What you will do – Output every record below verbatim, line for line, without altering any character.

BEGIN Data entries

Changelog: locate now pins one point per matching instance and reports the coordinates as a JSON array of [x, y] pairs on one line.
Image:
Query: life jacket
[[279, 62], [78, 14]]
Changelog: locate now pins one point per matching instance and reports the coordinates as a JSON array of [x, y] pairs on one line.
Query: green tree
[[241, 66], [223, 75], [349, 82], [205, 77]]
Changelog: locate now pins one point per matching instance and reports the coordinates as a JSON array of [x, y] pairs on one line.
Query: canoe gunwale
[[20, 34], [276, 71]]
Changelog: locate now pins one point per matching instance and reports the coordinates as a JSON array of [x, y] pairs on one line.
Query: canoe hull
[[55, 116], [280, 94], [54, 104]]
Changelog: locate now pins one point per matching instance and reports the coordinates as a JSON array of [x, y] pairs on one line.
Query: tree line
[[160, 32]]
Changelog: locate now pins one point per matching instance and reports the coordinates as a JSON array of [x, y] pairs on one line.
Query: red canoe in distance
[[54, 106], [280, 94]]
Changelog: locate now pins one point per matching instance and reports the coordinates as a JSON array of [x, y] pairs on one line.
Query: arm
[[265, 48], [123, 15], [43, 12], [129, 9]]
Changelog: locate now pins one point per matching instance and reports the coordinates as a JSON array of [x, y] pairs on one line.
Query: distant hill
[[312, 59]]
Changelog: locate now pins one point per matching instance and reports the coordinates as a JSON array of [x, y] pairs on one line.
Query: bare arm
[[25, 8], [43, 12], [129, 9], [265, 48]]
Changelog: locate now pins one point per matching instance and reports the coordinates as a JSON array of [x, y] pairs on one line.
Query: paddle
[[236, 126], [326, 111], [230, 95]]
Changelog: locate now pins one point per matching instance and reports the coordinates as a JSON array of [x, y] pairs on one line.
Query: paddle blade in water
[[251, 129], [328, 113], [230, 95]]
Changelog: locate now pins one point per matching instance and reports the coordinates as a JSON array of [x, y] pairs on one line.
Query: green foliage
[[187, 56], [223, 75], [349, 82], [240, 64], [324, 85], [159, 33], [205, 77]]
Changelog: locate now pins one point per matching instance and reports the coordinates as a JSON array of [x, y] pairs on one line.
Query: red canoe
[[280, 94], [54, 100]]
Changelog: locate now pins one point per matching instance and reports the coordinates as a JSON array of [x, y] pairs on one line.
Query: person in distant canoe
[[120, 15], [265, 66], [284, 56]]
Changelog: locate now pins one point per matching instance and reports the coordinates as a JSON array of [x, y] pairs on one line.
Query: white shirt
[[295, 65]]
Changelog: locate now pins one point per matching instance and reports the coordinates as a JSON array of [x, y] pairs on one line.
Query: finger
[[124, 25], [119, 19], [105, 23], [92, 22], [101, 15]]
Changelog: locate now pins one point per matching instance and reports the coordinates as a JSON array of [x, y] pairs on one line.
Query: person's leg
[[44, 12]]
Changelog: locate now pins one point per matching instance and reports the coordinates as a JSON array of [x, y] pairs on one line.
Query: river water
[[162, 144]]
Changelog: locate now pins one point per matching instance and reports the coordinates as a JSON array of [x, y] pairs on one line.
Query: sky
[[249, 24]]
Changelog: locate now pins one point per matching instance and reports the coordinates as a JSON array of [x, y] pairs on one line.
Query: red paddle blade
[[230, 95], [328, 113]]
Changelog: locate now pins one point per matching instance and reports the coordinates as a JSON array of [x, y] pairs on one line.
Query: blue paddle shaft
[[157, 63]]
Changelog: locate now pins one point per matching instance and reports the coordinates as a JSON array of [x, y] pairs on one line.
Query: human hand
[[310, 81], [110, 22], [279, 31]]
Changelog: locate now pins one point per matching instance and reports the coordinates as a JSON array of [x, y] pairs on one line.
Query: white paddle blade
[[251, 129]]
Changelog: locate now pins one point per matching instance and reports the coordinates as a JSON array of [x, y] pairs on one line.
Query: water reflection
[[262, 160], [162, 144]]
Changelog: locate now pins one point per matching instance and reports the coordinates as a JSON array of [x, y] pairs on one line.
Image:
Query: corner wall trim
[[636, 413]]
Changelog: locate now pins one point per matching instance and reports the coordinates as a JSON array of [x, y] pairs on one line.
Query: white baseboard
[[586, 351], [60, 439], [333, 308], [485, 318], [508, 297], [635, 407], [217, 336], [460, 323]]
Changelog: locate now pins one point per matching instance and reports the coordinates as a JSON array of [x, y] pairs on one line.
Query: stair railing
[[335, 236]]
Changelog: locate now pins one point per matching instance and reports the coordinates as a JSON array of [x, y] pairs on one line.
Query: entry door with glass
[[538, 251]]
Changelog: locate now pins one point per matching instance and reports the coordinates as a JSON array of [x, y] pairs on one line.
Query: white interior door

END Data entries

The output –
Changelog: locate now pins one point per matching instance and reports the coordinates as a JSON array of [x, y] pairs on one line.
Image:
Query: life jacket
[[279, 62], [78, 14]]
Changelog: locate now pins one point per matching instance and reports the coordinates as a JSON array of [x, y] pairs on one line.
Query: green tree
[[241, 66], [223, 75], [349, 82], [205, 77]]
Changelog: locate now pins one point per matching instance and reports the coordinates as a JSON array of [x, y] pairs on one line.
Query: canoe gunwale
[[20, 34], [276, 71]]
Changelog: locate now pins one point per matching instance and reports the coordinates as a JSON array of [x, y] pairs on one line.
Query: canoe hull
[[55, 116], [280, 94], [54, 104]]
Changelog: locate now pins one point per matching instance and reports the coordinates as a JSON array of [x, y] pairs on one line.
Query: tree line
[[160, 32]]
Changelog: locate now pins one point per matching instance and reports the coordinates as a JSON array of [x, y] pairs on one line.
Query: red canoe in distance
[[54, 106], [280, 94]]
Changelog: locate now pins one point per matching instance and reports the coordinates as a JSON array of [x, y] pairs on one line.
Query: arm
[[265, 48], [123, 15], [43, 12], [129, 9]]
Changelog: locate now pins one point per matching instance and reports the coordinates as a JSON array of [x, y] pairs on one line.
Query: distant hill
[[312, 59]]
Changelog: locate now pins one point per matching instance and reports the coordinates as a JSON array of [x, y] pairs on one line.
Query: bare arm
[[25, 8], [43, 12], [129, 9], [265, 48]]
Changelog: locate now pins one point per matching instance and reports the coordinates as a JSON array of [x, y] pairs on one line.
Query: paddle
[[236, 126], [326, 111], [230, 95]]
Changelog: locate now pins one point per matching instance and reports the coordinates as a JSON array of [x, y] pairs on one line.
Query: paddle blade in water
[[251, 129], [328, 113], [230, 95]]
Changelog: locate now pins one point per matching instance and reports the coordinates as a JSON array of [x, y] pairs on one line.
Query: green foliage
[[187, 56], [223, 75], [349, 82], [240, 64], [324, 85], [159, 33], [205, 77]]
Changelog: locate now pins one point per matching instance and reports the coordinates as a JSON array of [x, y] pairs on one line.
Query: red canoe
[[280, 94], [54, 100]]
Changelog: locate now pins one point per matching instance and reports the coordinates as a JSON array of [x, y] pairs on one line.
Query: person in distant canoe
[[120, 15], [265, 66], [284, 56]]
Changelog: locate now pins one point per matching instance and reports the coordinates as a JSON array of [x, y] pairs on one line.
Query: white shirt
[[295, 65]]
Changelog: locate now pins one point per matching instance and reports the coordinates as a JSON array of [x, y] pairs on one line.
Query: finger
[[124, 25], [119, 19], [105, 23], [92, 22], [101, 15]]
Changelog: locate now pins one point per matching instance and reports the coordinates as a JSON array of [x, y] pairs on one line.
Query: person's leg
[[44, 12]]
Changelog: locate now pins one point per matching instance and reports the coordinates as a JSON array of [x, y] pairs on one line.
Query: river water
[[162, 144]]
Changelog: locate now pins one point per matching instance and reports the coordinates as a JSON array of [x, y] pairs on one line.
Query: sky
[[249, 24]]
Changelog: locate now pins one point per matching instance and reports the coordinates as a JSON array of [x, y] pairs on one line.
Query: red paddle blade
[[230, 95], [328, 113]]
Changelog: locate now pins one point per matching instance and reports the coordinates as a JSON array of [x, y] pairs on one line.
Query: blue paddle shaft
[[157, 63]]
Changelog: locate now pins one point per matching instance and reports the coordinates as a JSON array of [x, y] pairs on one line.
Query: human hand
[[310, 81], [110, 22], [279, 31]]
Changelog: locate now pins one point per matching instance and reports the coordinates as a JSON array of [x, y] pairs on one line.
Query: white paddle blade
[[251, 129]]
Changelog: locate now pins one point per matching instance and reports the coordinates as a JSON array of [x, y] pairs on one line.
Query: water reflection
[[262, 160], [162, 144]]
Changelog: locate now pins one point per matching instance and reports the coordinates as a JSON array of [x, y] pairs on one line.
Image:
Query: corner wall trim
[[636, 413]]
Changelog: locate now pins one point per matching instance and reports the coordinates as a JSON array of [x, y] pairs on one line.
Query: white baseboard
[[586, 351], [60, 439], [333, 308], [485, 318], [508, 297], [635, 407], [217, 336], [460, 323]]
Changelog: locate now pins one point per matching instance and reports the coordinates as a JSON array of [x, y] pairs on one line.
Query: stair railing
[[335, 236]]
Changelog: locate now pins one point per matching instance and reports the coordinates as a JSON array of [x, y] pairs on one line.
Query: entry door with glass
[[538, 251]]
Changelog: locate now pins one point per matching instance and reports the coordinates as a JSON array of [x, y] pairs on one line.
Query: white interior door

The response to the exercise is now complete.